= Beginning of Section =
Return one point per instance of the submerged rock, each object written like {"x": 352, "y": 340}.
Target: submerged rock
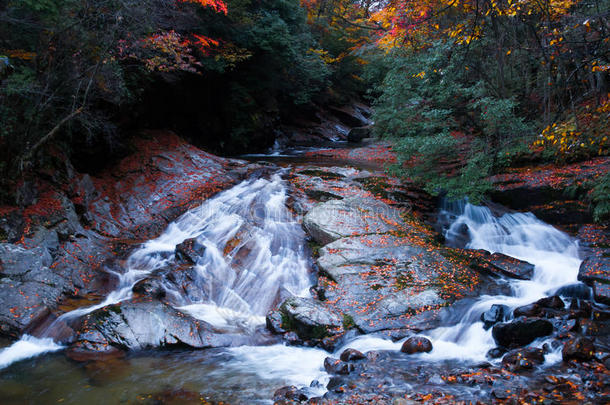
{"x": 416, "y": 344}
{"x": 523, "y": 359}
{"x": 309, "y": 319}
{"x": 521, "y": 332}
{"x": 576, "y": 290}
{"x": 595, "y": 268}
{"x": 189, "y": 251}
{"x": 289, "y": 393}
{"x": 137, "y": 325}
{"x": 497, "y": 313}
{"x": 497, "y": 264}
{"x": 336, "y": 366}
{"x": 579, "y": 348}
{"x": 351, "y": 355}
{"x": 357, "y": 134}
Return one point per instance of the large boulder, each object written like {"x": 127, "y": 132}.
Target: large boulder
{"x": 595, "y": 268}
{"x": 416, "y": 344}
{"x": 579, "y": 348}
{"x": 309, "y": 319}
{"x": 137, "y": 325}
{"x": 388, "y": 281}
{"x": 521, "y": 332}
{"x": 498, "y": 264}
{"x": 357, "y": 134}
{"x": 497, "y": 313}
{"x": 337, "y": 219}
{"x": 189, "y": 251}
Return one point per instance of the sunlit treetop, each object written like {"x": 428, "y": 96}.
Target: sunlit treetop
{"x": 409, "y": 21}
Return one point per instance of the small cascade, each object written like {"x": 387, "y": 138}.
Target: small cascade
{"x": 253, "y": 257}
{"x": 520, "y": 235}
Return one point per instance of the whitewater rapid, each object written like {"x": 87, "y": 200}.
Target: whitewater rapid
{"x": 254, "y": 256}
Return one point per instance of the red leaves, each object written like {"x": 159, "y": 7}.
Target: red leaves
{"x": 217, "y": 5}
= End of Section =
■ Required work ■
Lines that hold the word "Return" are the ones to copy from the entries above.

■ Exercise solution ■
Return one point per instance of the submerged rock, each object written like {"x": 352, "y": 340}.
Return one point per instance of the large boulder, each object written like {"x": 127, "y": 132}.
Return one point per instance of the sunlit treetop, each object written like {"x": 428, "y": 96}.
Return one point per instance of the small cascade, each object written like {"x": 387, "y": 138}.
Return one point per instance of the whitewater rapid, each object written like {"x": 87, "y": 200}.
Return one point per instance of the red leaves, each object written like {"x": 159, "y": 7}.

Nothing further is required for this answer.